▶ [Opgave]
Schrijf de regels van de gegevens letterlijk over. Begin bij de eerste regel en ga door tot en met de regel met "Mark the region".

▶ [Aangeleverde gegevens]

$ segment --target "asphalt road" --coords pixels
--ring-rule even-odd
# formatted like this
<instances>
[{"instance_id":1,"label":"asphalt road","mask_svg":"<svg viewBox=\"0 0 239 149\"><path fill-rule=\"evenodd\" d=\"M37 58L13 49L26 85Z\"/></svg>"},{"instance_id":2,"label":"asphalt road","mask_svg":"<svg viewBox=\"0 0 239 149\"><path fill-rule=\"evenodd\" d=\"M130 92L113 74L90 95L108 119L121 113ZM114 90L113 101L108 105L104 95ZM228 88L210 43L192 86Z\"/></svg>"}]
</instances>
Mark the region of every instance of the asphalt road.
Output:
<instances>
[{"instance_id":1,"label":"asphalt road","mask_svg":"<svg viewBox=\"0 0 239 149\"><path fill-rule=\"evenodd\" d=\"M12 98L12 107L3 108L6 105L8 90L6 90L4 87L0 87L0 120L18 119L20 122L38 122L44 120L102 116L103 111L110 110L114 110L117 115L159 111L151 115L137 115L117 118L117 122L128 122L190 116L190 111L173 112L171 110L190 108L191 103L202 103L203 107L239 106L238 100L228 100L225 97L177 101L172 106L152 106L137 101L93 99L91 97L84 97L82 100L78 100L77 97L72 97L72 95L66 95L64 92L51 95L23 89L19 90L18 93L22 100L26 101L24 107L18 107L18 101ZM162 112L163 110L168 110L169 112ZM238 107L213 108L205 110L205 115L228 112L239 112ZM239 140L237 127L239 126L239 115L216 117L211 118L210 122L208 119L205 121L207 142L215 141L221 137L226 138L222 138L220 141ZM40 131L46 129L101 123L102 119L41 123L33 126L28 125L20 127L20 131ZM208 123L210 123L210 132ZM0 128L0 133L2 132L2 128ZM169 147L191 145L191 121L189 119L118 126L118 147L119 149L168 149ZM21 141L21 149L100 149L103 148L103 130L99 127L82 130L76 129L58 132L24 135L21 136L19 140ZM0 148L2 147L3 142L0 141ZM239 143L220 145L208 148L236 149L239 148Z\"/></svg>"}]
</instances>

▶ [Uitgewerkte opgave]
$ segment --target "asphalt road" --coords pixels
--ring-rule even-odd
# formatted like this
<instances>
[{"instance_id":1,"label":"asphalt road","mask_svg":"<svg viewBox=\"0 0 239 149\"><path fill-rule=\"evenodd\" d=\"M37 58L13 49L26 85Z\"/></svg>"},{"instance_id":2,"label":"asphalt road","mask_svg":"<svg viewBox=\"0 0 239 149\"><path fill-rule=\"evenodd\" d=\"M130 92L113 74L90 95L108 119L121 113ZM114 90L113 101L108 105L104 95ZM228 88L210 43L192 86Z\"/></svg>"}]
</instances>
Mark the region of every instance of the asphalt road.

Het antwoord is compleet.